Goal: Please tally how many lines of the records contain the string "Give", with case counting, and reply with only that number.

(Collected data)

################

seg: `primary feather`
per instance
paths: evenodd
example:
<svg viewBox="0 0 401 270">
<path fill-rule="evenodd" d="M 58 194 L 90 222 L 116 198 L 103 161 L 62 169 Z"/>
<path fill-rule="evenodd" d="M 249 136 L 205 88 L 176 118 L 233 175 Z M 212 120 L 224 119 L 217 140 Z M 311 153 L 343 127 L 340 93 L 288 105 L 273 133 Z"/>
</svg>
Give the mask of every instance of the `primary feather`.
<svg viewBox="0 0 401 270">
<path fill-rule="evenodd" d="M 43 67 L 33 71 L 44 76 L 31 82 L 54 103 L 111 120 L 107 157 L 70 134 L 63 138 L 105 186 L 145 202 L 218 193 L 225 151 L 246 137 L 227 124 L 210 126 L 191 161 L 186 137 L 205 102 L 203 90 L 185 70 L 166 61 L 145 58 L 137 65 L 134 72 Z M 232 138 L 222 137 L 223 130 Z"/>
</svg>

################

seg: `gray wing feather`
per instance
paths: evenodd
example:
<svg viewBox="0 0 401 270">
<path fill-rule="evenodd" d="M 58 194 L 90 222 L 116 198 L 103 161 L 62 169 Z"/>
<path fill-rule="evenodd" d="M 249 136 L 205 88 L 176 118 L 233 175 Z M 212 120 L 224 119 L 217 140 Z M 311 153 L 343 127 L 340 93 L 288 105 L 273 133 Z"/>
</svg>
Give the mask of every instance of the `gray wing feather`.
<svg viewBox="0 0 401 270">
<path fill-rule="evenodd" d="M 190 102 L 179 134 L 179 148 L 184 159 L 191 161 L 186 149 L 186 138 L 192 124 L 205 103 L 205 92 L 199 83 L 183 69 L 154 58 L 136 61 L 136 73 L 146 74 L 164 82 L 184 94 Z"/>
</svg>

################

The answer: 2